PROBLEM DESCRIPTION: Reproduce every one of the records below verbatim, but leave the pictures out of your copy.

RECORD EXCERPTS:

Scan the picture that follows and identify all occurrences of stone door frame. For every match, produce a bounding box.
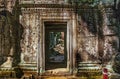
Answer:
[38,17,74,74]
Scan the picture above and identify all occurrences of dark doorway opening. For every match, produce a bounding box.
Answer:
[45,23,67,70]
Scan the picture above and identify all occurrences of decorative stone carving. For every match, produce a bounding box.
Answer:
[21,13,39,63]
[20,0,65,4]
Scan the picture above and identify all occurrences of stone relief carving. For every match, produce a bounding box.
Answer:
[0,0,23,68]
[20,0,65,4]
[78,37,99,62]
[21,13,39,63]
[103,36,119,61]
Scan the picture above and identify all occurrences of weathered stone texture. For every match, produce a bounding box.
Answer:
[21,13,39,63]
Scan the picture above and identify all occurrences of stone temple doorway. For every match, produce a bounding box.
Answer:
[45,23,67,70]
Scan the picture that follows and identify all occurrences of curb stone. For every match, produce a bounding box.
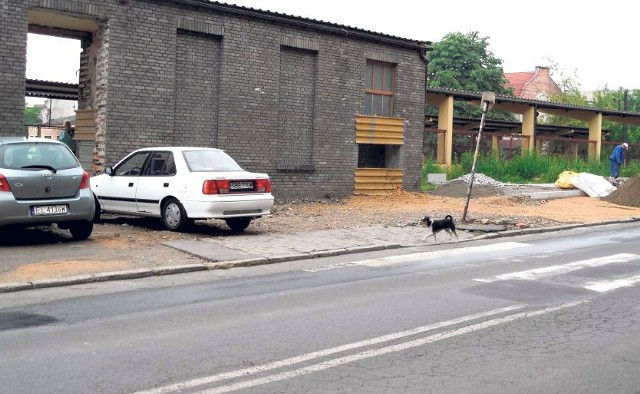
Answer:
[0,217,640,293]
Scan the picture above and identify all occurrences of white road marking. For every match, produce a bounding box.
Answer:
[201,301,587,394]
[303,263,358,272]
[583,275,640,293]
[135,305,524,394]
[474,253,640,283]
[355,242,531,267]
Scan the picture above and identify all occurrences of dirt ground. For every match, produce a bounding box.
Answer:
[0,177,640,283]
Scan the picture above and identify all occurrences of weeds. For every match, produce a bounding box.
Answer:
[421,152,640,186]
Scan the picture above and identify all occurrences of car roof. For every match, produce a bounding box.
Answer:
[137,146,222,152]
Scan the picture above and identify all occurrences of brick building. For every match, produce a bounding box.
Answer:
[0,0,427,198]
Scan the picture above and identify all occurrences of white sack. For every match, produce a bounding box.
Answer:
[571,172,616,197]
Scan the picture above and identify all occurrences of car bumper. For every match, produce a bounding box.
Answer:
[0,188,95,226]
[182,194,273,219]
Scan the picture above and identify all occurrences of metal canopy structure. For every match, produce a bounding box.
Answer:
[426,87,640,166]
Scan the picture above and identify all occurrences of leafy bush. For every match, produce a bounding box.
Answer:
[422,152,640,185]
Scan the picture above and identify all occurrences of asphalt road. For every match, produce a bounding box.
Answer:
[0,224,640,393]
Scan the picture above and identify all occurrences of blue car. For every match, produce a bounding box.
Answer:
[0,137,95,240]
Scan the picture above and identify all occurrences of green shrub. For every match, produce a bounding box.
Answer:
[422,152,640,188]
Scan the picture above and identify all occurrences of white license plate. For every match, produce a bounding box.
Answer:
[31,205,69,216]
[229,181,253,190]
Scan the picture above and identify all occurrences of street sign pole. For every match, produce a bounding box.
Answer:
[462,92,496,222]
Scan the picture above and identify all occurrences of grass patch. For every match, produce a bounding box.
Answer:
[421,152,640,186]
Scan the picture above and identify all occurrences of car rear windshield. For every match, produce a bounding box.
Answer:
[0,141,80,170]
[182,150,243,172]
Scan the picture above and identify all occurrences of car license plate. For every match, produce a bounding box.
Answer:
[229,181,253,190]
[31,205,69,216]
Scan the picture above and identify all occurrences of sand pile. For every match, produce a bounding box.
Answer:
[602,176,640,208]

FINISHED TASK:
Scan the picture that follows and identify all occurrences of stone door frame. For every match, produce a bounding box.
Answer:
[38,17,74,74]
Scan the picture above and identify all occurrences of dark doorway opening. For every match, produce a bounding box.
Answer:
[45,23,67,70]
Scan the picture above and identify all occurrences of decorative stone carving. For every match, produce a bounding box.
Answer:
[21,13,39,63]
[20,0,65,4]
Scan the picture above and identify all occurrences of stone relief carving. For every match, produce a bounding box.
Answer:
[0,0,23,68]
[20,0,65,4]
[78,37,99,62]
[21,13,39,63]
[103,36,119,61]
Scan the picture above and identify all occurrences of weathered stone texture. For every match, produce a bounding box.
Answer:
[21,13,39,63]
Scan the picture above and identify all occurrences of stone temple doorway. For every match, produce a bounding box.
Answer:
[45,23,67,70]
Scan the picture that follows and identify all occurrences of curb stone. For every match, produce a bounding box.
Answer:
[0,217,640,293]
Scan the picture above and identify all occurrences of white road marking. For every match, produce a bounding box.
Answer:
[201,301,587,394]
[303,263,358,272]
[583,275,640,293]
[135,305,524,394]
[474,253,640,283]
[355,242,531,267]
Scan the picture above and identify all occurrences of dirt ground. For every match, produce a bounding box.
Answer:
[0,177,640,283]
Scan the picture above and identify all occurrences of weeds. For every match, produce a bounding box.
Answer:
[421,152,640,186]
Scan the picture above and identify all occurrences of car roof. For every match, produce a bounding box.
Answer:
[137,146,222,152]
Scan the picture above and identify all occurrences of brick building. For every match, produce a bounding box.
Answer:
[0,0,427,198]
Scan the picture above and identify all occurrences of white sack. For every match, produce a bounding box.
Answer:
[571,172,616,197]
Scan the picture above and identify all occurrences of car bumper. For every match, produce a bounding box.
Answer:
[0,188,95,226]
[182,194,273,219]
Scan the picture above and identify all occurrences of metal canopy structure. For every match, produce a bounding box.
Answer:
[426,87,640,166]
Scan the picture above and identify all occurrences of leafy bush. For every match, produce a bounding box.
Answer:
[422,152,640,185]
Scan the picture above and identify all occurrences of asphalt road. For every match, produce a bounding box.
Answer:
[0,224,640,393]
Scan the picture above and identify all occurrences of blue car. For every match, produce a bounding box.
Answer:
[0,137,95,240]
Scan the picture above and identify all occurrences of green shrub. For every match, produce a bounding box.
Answer:
[422,152,640,188]
Scan the picture above and identify all occurrences of white license plate. For every match, produce a bounding box.
Answer:
[31,205,69,216]
[229,181,253,190]
Scan the picture above and identify all occurrences of street sign pole. For every match, produce a bounding box.
Answer:
[462,92,496,222]
Scan the picture above and identify all occurrences of grass patch. For every match, produce a bounding box.
Answer:
[421,152,640,186]
Scan the picture above and identify all occurrences of car rear windshield. For every match, produce a bounding box.
Answer:
[0,141,80,170]
[182,150,243,172]
Scan the picture above and identify all occurrences of car license plate. For every match, produce a bounding box.
Answer:
[229,181,253,190]
[31,205,69,216]
Scan the picture above and identify all occurrences of sand pile. For every match, produce a bounding box.
Answer:
[602,176,640,208]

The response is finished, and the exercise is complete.